### Material provided

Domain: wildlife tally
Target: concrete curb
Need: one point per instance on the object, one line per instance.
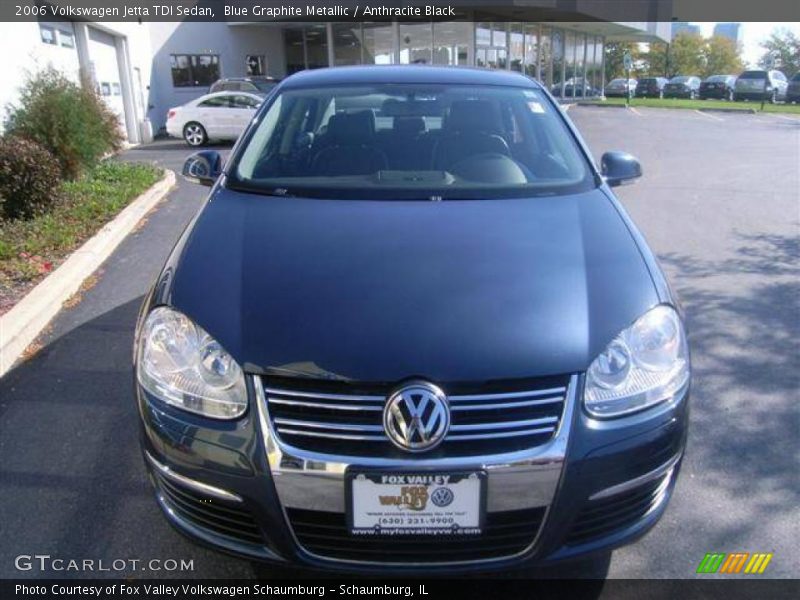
(601, 105)
(744, 111)
(20, 326)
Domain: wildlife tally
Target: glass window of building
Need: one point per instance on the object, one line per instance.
(580, 63)
(416, 43)
(569, 57)
(346, 44)
(559, 64)
(490, 45)
(451, 42)
(546, 56)
(531, 51)
(48, 34)
(378, 43)
(67, 38)
(294, 50)
(193, 70)
(516, 47)
(316, 46)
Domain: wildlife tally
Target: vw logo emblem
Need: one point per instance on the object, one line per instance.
(416, 417)
(442, 497)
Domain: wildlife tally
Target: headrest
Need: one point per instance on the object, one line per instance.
(351, 127)
(409, 126)
(474, 116)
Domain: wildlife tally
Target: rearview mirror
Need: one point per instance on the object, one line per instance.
(203, 167)
(620, 168)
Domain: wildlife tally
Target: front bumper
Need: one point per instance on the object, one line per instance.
(232, 485)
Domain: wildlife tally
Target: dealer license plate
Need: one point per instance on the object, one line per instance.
(402, 503)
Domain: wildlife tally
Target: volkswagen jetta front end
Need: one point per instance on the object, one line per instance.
(412, 328)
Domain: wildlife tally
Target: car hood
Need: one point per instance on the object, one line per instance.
(385, 290)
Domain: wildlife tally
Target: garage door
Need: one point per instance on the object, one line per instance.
(103, 54)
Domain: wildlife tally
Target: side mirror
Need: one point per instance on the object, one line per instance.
(203, 167)
(619, 168)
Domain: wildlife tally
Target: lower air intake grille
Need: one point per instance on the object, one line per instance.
(227, 519)
(505, 534)
(605, 516)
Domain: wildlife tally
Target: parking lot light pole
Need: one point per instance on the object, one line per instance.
(627, 61)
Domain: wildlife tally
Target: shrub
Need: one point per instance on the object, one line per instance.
(29, 178)
(70, 120)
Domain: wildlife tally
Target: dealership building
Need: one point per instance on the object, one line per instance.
(143, 69)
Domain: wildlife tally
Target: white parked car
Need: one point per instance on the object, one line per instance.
(217, 116)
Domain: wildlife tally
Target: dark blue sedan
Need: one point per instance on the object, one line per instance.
(412, 328)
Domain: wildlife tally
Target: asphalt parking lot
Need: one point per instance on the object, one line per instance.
(719, 204)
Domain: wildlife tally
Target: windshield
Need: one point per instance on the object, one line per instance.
(411, 141)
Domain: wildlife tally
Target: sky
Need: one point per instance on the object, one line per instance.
(752, 35)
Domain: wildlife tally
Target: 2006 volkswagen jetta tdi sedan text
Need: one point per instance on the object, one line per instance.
(412, 328)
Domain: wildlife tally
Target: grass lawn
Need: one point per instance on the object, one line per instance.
(695, 104)
(30, 249)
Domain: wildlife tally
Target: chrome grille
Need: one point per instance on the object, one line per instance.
(347, 420)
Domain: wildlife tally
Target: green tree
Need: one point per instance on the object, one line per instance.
(70, 120)
(686, 55)
(654, 61)
(722, 56)
(782, 50)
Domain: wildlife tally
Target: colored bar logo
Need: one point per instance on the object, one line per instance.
(735, 562)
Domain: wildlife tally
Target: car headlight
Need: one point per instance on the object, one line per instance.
(184, 366)
(644, 365)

### Problem description
Return the lines from the one containing "Target: sky" through the last line of the records. Include both ends and nothing else.

### Finished exercise
Target: sky
Need: one point per instance on the object, one line per instance.
(752, 35)
Domain: wildlife tally
Target: 2006 volkswagen jetta tdi sedan text
Need: one point per instance on the object, one line per instance.
(412, 328)
Domain: wildlife tally
Target: grass lawn
Need: one point per instance on the object, one line per instance.
(695, 104)
(30, 249)
Domain: wildlife tally
Target: chrome grille
Need: one point per instance on the object, one line per instance.
(347, 420)
Domain: wildlife tally
Target: green tree
Need: one point per instance on the object, one line per instance.
(70, 120)
(686, 55)
(654, 61)
(722, 56)
(782, 50)
Domain: wildlife tally
Target: colored bar logo
Need: one point per instance on the object, one line per instance.
(735, 562)
Domain: wildlife tally
Target: car headlight
Need: one point per instance on the object, one line per instance.
(184, 366)
(644, 365)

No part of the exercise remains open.